BRIEF
Having read the entries, repeat all of them exactly.

INPUT DATA
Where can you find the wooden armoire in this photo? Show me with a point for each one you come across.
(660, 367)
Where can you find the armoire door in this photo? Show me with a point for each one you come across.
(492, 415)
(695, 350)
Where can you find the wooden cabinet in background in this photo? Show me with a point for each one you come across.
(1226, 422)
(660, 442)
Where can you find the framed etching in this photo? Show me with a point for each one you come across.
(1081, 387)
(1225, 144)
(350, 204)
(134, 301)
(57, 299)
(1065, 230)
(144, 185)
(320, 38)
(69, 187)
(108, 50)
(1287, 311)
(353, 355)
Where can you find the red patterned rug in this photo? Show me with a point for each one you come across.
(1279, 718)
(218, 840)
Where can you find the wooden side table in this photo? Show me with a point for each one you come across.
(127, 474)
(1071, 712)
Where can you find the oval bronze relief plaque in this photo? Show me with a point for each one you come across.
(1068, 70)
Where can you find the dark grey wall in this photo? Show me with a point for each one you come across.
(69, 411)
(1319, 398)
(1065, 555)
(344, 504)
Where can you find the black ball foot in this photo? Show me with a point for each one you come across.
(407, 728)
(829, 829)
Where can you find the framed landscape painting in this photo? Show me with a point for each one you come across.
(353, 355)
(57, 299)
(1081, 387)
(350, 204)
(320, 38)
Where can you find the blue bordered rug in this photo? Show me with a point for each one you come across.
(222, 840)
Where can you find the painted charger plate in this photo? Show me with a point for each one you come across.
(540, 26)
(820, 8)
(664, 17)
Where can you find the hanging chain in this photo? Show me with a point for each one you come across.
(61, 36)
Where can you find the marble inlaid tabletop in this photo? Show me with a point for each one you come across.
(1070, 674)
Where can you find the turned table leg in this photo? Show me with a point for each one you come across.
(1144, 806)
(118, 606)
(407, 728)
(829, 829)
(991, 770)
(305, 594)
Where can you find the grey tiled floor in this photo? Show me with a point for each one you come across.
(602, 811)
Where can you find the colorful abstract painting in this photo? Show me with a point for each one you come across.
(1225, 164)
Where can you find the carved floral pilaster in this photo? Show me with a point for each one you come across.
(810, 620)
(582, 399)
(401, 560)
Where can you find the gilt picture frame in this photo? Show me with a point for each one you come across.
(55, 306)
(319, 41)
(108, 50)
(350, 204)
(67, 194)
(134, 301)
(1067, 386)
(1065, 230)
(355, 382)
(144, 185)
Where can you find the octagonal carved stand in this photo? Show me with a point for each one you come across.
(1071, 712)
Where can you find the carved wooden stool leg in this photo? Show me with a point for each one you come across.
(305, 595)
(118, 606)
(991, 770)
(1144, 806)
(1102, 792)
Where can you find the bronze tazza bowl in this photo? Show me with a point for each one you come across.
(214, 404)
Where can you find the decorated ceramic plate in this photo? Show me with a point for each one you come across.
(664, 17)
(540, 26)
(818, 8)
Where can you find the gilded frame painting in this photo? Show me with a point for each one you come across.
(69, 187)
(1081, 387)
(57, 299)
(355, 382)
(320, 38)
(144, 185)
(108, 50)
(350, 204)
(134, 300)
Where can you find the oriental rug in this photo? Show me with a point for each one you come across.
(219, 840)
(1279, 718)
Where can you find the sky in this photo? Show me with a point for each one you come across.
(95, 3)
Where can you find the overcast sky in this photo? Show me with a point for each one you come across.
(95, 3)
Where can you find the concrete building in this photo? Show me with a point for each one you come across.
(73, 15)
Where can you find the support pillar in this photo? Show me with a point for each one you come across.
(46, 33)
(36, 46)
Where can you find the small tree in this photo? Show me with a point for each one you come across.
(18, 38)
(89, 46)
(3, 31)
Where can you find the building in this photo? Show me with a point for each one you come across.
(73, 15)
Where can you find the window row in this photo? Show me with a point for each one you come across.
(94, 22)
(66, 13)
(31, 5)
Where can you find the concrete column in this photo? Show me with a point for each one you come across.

TASK RESULT
Where can you find the wooden armoire in this photo? Show me with a point for each one you come across.
(660, 367)
Where can you find the armoire door in this photo? Show me with a point for each one you come across.
(492, 415)
(695, 350)
Where can you find the wooden cabinet in background in this photo? Show me with a point for each one you come across.
(1226, 422)
(660, 442)
Where can you find the framed etching in this photo? Show me with a point for each one you come across.
(1081, 387)
(1225, 144)
(350, 204)
(134, 301)
(57, 299)
(1065, 230)
(144, 185)
(320, 38)
(69, 187)
(108, 50)
(1287, 311)
(353, 355)
Where can you find the red patterned rug in this photo? Show me with a point for each one you come across.
(1279, 718)
(218, 840)
Where can you find the wooden side table in this photo? Show me with a point for each one you come across.
(127, 474)
(1071, 712)
Where can you find the oval bronze relief plaque in this photo? Show me with a point for each one you come across.
(1068, 70)
Where can you find the dark grey wall in this photo? Show me with a point for each one you come across.
(69, 411)
(1319, 398)
(1065, 555)
(344, 504)
Where can you find the black ball foot in this photo? Show me with a point for each one you come across.
(407, 728)
(829, 829)
Where can you find the framed landscape painting in this photo? Show me with a point for each one you come across.
(353, 355)
(57, 299)
(1081, 387)
(350, 204)
(320, 38)
Where can you find the blue bordered rug in this photo? Show me with a point for each one you come across.
(222, 840)
Where can you find the painted charger plate in this photo? Show me with a point for each one you come across.
(540, 26)
(820, 8)
(664, 17)
Where can you find the hanging chain in this photo? Show me with a point for each one you come across.
(61, 36)
Where can you find the marble inlaid tabletop in this photo? Show me with a point for each one you come across.
(1070, 674)
Where can you find the turned table leg in this photo? Show me with a point for each one you come across.
(1144, 806)
(118, 606)
(407, 728)
(829, 829)
(991, 770)
(305, 594)
Where can you find the grey tiled floor in this photo? Show me with a point for each one you come across.
(602, 811)
Where can you find the colorful abstract painting in this photo? Show me with a point for each one you come across.
(1225, 164)
Where can you find the carved floral pilaster in this photo? Show me with a point for each one you come across.
(810, 620)
(582, 399)
(401, 560)
Where can you find the gilt picture frame in this photo? Show me with a point for each one you come across.
(55, 306)
(319, 41)
(108, 50)
(350, 204)
(67, 194)
(134, 301)
(1067, 386)
(1065, 230)
(355, 382)
(144, 185)
Where can you find the octagonal carved stand in this photo? Show me with a point for each one you come across.
(1071, 712)
Where can you find the carved wooden stool leg in this photo? Show me with a point for each one you come across.
(305, 595)
(118, 606)
(991, 770)
(1144, 806)
(1102, 792)
Where can you find the bronze tazza bowl in this photo? Show me with a point for each one you come across.
(214, 404)
Where can you find the decorated ceramic plate in this photo? Show me with a point for each one you come across.
(664, 17)
(540, 26)
(818, 8)
Where can you find the gilded frame painting in this photo? Show me with a point for each one you come across.
(69, 187)
(1081, 387)
(57, 299)
(355, 382)
(320, 38)
(144, 185)
(108, 50)
(350, 204)
(134, 300)
Where can you find the oriental rug in this photo? Show me with a point for each one you come across.
(219, 840)
(1279, 718)
Where can you find the sky in this photo? Show me with a point for each one you come across.
(95, 3)
Where can you find the overcast sky in this photo? Show me with a point for each one you come across.
(95, 3)
Where can you find the concrete building in this photo? Show me with a point for each one you come across.
(73, 15)
Where can you find the support pillar in this photo? Show me with a point for each one you come across.
(46, 33)
(36, 46)
Where can you find the small tree in this photo? Show me with a point for each one you come across.
(18, 38)
(89, 46)
(3, 31)
Where can you find the building in this photo? Show me with a point for each one you come across.
(73, 15)
Where can you find the window row in this photo? Show me with a point for each one you come across.
(94, 22)
(66, 13)
(31, 5)
Where can you find the concrete column in this photo? Show me with a point for each one you come across.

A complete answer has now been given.